_SELECTED EXCERPT_

[START]

2. Data and analysis method

a. Data

The data used in this study include the daily precipitation from the China Meteorological Administration (CMA) surface stations in China with 2407 sites (the locations of the 2407 sites are shown in Fig. 1) for the period 1 January 1961–31 December 2017. Based on the source precipitation observations from the 2407 sites that have been quality controlled (e.g., excluding invalid data, revising incorrect data), a standard normal homogeneity test method is applied to correct the inhomogeneous series (Alexandersson 1986; Wang et al. 2012). The other data include the daily three-dimensional winds, specific humidity, and air temperature from the National Centers for Environmental Prediction–National Center for Atmospheric Research (NCEP–NCAR) reanalysis (Kalnay et al. 1996) with 2.5° ×° 2.5° grids for the period 1 January 1961–31 December 2017 and the outgoing longwave radiation (OLR) daily data (Schreck et al. 2018) from NOAA’s National Centers for Environmental Information with 1° × 1° grids for the period 1 January 1979–31 December 2017. For convenience, all the variations from the NCEP–NCAR reanalysis data are interpolated to a 1° × 1° spatial resolution.

Fig. 1.
Fig. 1.

Locations of the 2407 sites in China. The red box denotes the South China region (107°–120°E, 21°–26°N) in this study. Red and blue text represent the frequency of MPR and IPR, respectively.

Citation: Journal of Climate 36, 9; 10.1175/JCLI-D-22-0715.1

b. Definition of regional PR

Following Lin et al. (2020), a PR event in this study is defined when the regional precipitation meets the given conditions for 3 consecutive days or more. The given conditions include the ratio of the number of stations with precipitation larger than 50 mm to the total number of stations in the region greater than or equal to 4%, and regional average precipitation exceeding 1.5 times the standard deviation (std). In this study, the SC region is 107°–120°E, 21°–26°N (see the box in Fig. 1); 267 regional PR events occur within it. Since we are interested in the intraseasonal persistent rainfall, we chose PR events related to HF-ISO by using the following criterion: the regional mean 10–30-day filtering precipitation is greater than 0.5 times the std and lasts for 4 days or more; at the same time, the PR process is at least 3 days in this period. Thus, we obtain 220 PR events over SC. This implies that most PRs over SC, with a proportion of 220/267, are related to HF-ISO.

[END]

_CHALLENGE A_
Repeat the entries from the one containing "Target: person wearing backpack" down through the end of the entries, swapping "tree trunk" for "tree stump" and leaving everything else unchanged.

_INPUT FOR THIS TASK_
[START]

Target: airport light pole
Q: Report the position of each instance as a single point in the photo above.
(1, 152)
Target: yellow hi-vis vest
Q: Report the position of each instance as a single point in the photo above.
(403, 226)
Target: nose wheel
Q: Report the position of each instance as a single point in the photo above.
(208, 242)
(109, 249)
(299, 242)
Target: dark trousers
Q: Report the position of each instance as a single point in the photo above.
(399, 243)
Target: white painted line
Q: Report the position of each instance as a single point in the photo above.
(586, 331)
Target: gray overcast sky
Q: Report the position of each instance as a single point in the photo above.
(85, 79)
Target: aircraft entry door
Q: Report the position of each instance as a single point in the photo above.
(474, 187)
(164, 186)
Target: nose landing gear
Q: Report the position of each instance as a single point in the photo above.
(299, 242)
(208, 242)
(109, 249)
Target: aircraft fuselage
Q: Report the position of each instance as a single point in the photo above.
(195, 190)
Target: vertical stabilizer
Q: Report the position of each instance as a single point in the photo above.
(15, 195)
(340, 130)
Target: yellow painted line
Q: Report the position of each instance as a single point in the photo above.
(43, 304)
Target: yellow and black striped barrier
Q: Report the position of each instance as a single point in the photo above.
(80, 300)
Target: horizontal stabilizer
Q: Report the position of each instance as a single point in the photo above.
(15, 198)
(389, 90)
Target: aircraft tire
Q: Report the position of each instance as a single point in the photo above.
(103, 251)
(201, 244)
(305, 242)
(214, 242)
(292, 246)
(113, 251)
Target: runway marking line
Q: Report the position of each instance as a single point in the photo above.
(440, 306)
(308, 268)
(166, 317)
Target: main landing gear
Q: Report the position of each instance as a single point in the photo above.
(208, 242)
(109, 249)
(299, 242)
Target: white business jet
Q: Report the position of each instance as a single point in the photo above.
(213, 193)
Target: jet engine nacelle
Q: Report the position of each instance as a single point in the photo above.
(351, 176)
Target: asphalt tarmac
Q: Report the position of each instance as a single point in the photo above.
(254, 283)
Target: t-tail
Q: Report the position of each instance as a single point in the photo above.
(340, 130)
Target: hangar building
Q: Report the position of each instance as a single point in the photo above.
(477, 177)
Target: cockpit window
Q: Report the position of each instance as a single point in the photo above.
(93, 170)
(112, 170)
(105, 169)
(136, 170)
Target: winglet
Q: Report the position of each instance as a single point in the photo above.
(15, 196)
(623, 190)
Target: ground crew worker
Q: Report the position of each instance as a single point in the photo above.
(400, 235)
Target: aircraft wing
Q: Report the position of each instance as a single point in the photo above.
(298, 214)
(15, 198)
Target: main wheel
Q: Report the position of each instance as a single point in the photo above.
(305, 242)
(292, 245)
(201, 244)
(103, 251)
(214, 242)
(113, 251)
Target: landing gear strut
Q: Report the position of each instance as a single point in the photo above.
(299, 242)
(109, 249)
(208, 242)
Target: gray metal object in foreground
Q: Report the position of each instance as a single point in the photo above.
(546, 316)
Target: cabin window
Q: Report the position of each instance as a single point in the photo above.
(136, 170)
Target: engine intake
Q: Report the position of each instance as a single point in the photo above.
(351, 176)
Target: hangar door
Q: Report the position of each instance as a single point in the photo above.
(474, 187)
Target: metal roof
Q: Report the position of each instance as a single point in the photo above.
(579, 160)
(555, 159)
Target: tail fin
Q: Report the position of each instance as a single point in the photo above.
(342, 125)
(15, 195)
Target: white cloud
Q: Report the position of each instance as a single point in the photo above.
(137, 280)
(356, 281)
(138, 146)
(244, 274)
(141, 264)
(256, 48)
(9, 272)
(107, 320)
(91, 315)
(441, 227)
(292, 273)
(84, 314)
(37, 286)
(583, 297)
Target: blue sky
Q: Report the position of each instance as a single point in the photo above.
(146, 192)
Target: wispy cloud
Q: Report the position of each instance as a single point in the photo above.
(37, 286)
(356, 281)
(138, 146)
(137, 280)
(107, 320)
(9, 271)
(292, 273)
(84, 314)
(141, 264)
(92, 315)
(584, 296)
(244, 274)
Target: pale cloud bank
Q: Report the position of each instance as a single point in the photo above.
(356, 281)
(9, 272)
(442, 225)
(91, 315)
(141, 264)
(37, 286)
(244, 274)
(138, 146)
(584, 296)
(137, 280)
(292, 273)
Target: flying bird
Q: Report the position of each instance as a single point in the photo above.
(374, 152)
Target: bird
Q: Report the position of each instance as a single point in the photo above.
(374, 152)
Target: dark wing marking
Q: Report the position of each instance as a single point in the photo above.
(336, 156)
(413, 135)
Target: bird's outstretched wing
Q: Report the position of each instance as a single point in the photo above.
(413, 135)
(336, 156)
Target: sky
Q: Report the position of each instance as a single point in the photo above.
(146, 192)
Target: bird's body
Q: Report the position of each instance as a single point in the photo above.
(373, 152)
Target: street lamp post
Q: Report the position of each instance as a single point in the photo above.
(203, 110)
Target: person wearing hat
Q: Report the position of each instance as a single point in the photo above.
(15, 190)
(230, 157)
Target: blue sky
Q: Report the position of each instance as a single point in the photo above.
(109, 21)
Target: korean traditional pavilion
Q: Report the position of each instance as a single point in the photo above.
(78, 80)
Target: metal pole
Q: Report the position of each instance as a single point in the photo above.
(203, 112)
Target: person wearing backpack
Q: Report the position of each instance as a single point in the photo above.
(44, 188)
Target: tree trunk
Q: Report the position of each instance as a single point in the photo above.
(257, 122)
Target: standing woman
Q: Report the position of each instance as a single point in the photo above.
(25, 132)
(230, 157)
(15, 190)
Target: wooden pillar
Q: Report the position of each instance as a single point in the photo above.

[END]

_CHALLENGE B_
In the data and analysis method section, how many PR events over SC remain after the criterion for HF-ISO is applied?

_COMPLETE ANSWER A_
Target: person wearing backpack
Q: Report the position of each instance as a single point in the photo above.
(44, 188)
Target: tree stump
Q: Report the position of each instance as a single point in the photo above.
(257, 122)
Target: standing woman
Q: Report the position of each instance as a single point in the photo above.
(25, 132)
(230, 157)
(15, 190)
Target: wooden pillar
Q: Report the position of each instance as a single point in the photo above.

_COMPLETE ANSWER B_
220